Кахин, после того, как довел М. до такого критического состояния, по указанию руководства приступил к активным действиям...
Хочу отметить, что, находясь в пятом корпусе, М. днем и ночью материл Президента и весь его род. За эти «ругательства» его помиловали!» (Конечно же, не за это, а за хорошую сумму денег, о количестве нулей в которой бывшие смертники до сих пор спорят...)
Можно понять тех смертников, которым решение президента показалось несправедливым, хотя сравнивать его дело с делами тех, с кем он делил камеру, не хочется. Один сожительствовал с женой дяди, потом убил ее и ее 8-летнего сына. Другой обвинялся в организации убийства 4 человек, третий – в убийстве 7.
«Буржуй» же, похоже, был плохо приспособлен для камерного «общежития», где на всех одинаковое клеймо, и смотрят не на заслуги, а на поведение в быту. Вполне возможно, что он искренне полагал, что раз делится своими передачами с сокамерниками, то должен быть в камере главным, и ему никто не должен перечить. А раз кто-то с ним не считается и осмеливается дать отпор, то и лишняя котлета летела в «очко», и сигареты отсылались в другие камеры, и деньги раздавались «надзору» в коридоре. Естественно, что это не улучшало его отношений с сокамерниками. К счастью, впоследствии он несколько умерил свои амбиции и даже немного сдружился с сокамерниками, хотя периодически принимался за старое.
Итак, сокамерники буржуя ненавидели, временами ругали и били. Но отметим, что никто из них не требовал перевода оттуда в «нормальную» камеру, хотя им этого и хотелось, или не пытался убить опостылевшего «жирного борова» во сне (а ведь ребята были неробкие, да и два раза бы их не расстреляли). Более того, тот же человек, который бил М., делал ему же массаж, несмотря на то, что М. требовал этого в «неподобающей» форме. Почему? Для заключенного «пятого корпуса» вопрос лишний – ведь соседство с «буржуем» гарантировало относительно безбедное существование, отсутствие систематических избиений. И тут интересы сокамерников определенно совпадали с мечтами Кахина о получении своих «процентов» со свиданий и передач.
За вычетом некоторых нюансов – кто кому мешал спать, и кто был инициатором скандалов, картина, нарисованная обоими свидетелями, сходится. «Буржую» определенно на первых порах администрация устроила веселую жизнь, изолировав его от родственников и не вмешиваясь во внутрикамерные «разборки». Не случайно «массажист» так удивился, что его не наказали - ведь по правилам должны были наказать виновных и разъединить по разным камерам конфликтующих заключенных.

Сохранённые записи
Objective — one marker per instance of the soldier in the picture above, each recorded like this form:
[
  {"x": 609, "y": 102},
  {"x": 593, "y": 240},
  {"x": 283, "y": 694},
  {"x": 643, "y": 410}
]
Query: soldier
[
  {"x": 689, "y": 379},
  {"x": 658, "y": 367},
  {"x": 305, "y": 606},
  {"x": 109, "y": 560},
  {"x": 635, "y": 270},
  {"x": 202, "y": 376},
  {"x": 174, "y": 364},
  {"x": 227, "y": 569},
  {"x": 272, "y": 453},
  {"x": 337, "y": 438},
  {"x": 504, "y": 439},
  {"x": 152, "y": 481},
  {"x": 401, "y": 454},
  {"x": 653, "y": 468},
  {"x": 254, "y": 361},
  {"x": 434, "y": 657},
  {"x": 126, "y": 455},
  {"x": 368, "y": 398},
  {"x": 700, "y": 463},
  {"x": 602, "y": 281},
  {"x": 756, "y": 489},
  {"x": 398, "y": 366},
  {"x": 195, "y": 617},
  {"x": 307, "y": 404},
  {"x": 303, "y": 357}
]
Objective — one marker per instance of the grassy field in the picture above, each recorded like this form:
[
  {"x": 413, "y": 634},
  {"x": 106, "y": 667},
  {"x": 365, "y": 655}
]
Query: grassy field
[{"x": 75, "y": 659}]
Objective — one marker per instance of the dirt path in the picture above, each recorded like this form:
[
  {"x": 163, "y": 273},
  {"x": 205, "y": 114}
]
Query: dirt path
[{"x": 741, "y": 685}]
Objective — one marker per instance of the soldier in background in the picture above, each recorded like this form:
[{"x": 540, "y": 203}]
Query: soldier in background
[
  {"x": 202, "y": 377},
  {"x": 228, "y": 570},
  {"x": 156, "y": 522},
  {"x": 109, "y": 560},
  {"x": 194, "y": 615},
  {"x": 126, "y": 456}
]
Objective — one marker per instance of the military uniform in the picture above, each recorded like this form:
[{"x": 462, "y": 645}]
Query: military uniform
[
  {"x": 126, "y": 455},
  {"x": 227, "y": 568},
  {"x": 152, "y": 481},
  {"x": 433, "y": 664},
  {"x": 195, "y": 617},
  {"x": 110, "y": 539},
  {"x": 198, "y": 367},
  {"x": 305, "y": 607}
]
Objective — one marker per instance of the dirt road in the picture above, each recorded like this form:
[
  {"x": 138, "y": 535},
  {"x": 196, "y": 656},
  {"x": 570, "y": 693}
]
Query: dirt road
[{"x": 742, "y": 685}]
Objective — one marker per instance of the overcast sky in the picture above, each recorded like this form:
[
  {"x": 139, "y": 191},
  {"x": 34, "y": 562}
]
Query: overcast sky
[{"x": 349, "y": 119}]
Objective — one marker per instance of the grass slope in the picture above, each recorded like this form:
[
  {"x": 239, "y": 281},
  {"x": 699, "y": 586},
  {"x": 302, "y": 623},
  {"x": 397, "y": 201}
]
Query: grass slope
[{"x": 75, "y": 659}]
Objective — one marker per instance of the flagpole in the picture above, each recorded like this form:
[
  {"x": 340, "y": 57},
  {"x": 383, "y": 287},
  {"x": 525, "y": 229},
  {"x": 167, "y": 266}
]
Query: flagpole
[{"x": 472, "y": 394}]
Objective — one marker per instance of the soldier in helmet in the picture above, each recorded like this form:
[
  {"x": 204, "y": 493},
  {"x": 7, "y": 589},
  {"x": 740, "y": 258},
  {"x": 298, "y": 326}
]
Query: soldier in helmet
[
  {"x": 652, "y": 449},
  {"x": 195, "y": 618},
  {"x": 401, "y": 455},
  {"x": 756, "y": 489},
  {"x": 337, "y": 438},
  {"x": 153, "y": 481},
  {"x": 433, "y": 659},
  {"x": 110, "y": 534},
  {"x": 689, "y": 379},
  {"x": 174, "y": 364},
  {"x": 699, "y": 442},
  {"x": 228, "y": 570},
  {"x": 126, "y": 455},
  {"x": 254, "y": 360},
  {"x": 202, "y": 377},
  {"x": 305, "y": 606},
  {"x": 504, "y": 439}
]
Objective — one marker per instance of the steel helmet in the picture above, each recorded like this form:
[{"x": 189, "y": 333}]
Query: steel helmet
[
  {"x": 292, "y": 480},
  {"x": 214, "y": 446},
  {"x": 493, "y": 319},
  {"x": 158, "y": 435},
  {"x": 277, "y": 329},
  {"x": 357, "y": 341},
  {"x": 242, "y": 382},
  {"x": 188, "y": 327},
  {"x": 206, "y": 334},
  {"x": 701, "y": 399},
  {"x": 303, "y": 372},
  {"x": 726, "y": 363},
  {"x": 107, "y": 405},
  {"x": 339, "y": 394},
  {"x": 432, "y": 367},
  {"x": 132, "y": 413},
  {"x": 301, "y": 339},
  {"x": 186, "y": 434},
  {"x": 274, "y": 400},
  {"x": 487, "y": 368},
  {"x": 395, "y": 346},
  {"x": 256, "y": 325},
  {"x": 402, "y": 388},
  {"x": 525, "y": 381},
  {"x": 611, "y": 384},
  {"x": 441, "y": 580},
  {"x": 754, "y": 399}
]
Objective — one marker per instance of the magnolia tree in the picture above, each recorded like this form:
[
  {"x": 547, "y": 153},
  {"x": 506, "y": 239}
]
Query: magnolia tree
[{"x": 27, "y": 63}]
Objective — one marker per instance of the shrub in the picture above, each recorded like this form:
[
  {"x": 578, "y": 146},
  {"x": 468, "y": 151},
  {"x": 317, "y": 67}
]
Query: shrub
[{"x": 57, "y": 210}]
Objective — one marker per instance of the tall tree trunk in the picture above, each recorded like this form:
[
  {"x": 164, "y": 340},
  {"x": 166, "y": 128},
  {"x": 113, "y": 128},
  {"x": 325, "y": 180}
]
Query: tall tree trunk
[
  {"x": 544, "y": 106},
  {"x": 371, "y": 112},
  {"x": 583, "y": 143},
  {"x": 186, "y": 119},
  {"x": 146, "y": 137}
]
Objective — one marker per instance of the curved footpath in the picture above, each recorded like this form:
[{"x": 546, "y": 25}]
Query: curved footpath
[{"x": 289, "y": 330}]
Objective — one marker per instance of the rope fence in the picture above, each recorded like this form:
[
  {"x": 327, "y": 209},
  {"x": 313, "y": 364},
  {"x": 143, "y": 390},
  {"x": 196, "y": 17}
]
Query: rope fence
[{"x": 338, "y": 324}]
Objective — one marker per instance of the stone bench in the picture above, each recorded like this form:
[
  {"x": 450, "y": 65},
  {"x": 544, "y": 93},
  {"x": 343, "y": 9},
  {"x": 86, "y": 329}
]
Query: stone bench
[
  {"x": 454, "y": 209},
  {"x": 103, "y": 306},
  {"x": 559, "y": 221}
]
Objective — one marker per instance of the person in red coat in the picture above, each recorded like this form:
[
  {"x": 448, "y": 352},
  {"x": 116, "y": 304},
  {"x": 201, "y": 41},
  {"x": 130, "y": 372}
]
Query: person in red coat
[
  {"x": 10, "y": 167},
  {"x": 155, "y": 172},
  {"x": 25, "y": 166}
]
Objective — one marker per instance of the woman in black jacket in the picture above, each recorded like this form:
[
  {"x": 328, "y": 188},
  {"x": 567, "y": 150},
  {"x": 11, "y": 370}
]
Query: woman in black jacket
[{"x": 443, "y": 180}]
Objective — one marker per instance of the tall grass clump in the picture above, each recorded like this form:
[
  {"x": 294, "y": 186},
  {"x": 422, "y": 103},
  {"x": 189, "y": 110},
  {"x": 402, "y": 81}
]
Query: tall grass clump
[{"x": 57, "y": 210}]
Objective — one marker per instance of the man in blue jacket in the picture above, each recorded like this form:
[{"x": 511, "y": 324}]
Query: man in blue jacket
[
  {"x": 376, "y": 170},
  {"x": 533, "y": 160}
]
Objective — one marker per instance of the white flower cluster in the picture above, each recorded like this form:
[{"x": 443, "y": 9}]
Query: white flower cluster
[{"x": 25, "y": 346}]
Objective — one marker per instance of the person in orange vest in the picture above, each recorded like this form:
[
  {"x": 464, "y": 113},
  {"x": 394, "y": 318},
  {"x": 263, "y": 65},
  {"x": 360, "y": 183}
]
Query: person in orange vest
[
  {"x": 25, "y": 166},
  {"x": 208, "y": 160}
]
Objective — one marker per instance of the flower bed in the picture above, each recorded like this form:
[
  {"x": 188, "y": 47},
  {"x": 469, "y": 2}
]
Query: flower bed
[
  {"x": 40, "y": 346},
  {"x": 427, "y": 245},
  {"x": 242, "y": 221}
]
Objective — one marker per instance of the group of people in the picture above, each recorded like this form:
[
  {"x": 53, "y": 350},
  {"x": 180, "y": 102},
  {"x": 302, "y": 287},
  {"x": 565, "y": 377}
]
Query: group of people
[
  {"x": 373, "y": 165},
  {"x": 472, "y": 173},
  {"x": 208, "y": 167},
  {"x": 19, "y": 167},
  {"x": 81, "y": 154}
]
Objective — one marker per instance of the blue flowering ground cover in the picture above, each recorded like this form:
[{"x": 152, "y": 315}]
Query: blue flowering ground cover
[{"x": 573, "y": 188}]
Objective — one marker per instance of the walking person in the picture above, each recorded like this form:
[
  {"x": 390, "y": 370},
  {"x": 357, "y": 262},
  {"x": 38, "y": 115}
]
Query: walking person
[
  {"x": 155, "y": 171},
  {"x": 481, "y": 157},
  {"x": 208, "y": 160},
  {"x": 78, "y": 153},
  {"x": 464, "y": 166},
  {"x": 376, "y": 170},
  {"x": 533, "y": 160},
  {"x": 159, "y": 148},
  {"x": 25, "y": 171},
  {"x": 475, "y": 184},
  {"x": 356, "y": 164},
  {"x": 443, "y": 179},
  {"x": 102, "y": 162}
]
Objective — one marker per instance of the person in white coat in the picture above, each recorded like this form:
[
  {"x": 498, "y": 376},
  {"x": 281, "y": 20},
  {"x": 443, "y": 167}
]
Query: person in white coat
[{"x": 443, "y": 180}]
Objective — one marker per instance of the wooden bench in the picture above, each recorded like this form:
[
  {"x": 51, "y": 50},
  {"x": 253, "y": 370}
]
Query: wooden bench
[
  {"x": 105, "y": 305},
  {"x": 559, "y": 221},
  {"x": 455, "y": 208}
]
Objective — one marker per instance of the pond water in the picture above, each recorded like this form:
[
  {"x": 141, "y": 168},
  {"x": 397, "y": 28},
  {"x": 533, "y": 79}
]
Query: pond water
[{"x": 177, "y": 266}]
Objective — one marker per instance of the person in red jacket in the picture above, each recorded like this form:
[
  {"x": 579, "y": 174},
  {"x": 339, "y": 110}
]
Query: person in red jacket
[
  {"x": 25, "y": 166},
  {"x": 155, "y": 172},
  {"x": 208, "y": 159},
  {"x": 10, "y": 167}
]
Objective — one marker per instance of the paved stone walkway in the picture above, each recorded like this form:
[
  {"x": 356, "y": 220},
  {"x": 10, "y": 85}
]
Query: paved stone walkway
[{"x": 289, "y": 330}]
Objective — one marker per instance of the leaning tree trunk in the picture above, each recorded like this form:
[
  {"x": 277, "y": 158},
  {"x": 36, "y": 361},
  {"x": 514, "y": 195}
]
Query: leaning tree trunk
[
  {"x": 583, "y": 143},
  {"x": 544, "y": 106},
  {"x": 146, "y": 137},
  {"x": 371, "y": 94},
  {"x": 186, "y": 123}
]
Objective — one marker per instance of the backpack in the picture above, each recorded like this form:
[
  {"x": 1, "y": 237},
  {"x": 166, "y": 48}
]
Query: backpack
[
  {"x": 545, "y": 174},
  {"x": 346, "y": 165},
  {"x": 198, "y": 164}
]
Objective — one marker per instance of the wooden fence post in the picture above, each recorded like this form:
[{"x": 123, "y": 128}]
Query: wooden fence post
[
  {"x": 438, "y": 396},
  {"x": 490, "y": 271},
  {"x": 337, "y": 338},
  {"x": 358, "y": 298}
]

Задание 1:
Перепечатайте отрывок из текста о заключенных пятого корпуса от слов «За вычетом некоторых» до слов «камерам конфликтующих заключенных.».
Задание 2:
Определите, соответствуют ли тексту о заключенных пятого корпуса следующие утверждения: (a) сокамерники М. требовали перевести их в «нормальную» камеру; (b) один из сокамерников обвинялся в убийстве семи человек; (c) человек, который бил М., делал ему массаж. Для каждого утверждения ответьте «да» или «нет» и приведите точную цитату из текста, на которой основан ответ.

Ответ 1:
За вычетом некоторых нюансов – кто кому мешал спать, и кто был инициатором скандалов, картина, нарисованная обоими свидетелями, сходится. «Буржую» определенно на первых порах администрация устроила веселую жизнь, изолировав его от родственников и не вмешиваясь во внутрикамерные «разборки». Не случайно «массажист» так удивился, что его не наказали - ведь по правилам должны были наказать виновных и разъединить по разным камерам конфликтующих заключенных.

Ответ 2:
(a) Нет: «никто из них не требовал перевода оттуда в «нормальную» камеру».
(b) Да: «третий – в убийстве 7».
(c) Да: «тот же человек, который бил М., делал ему же массаж».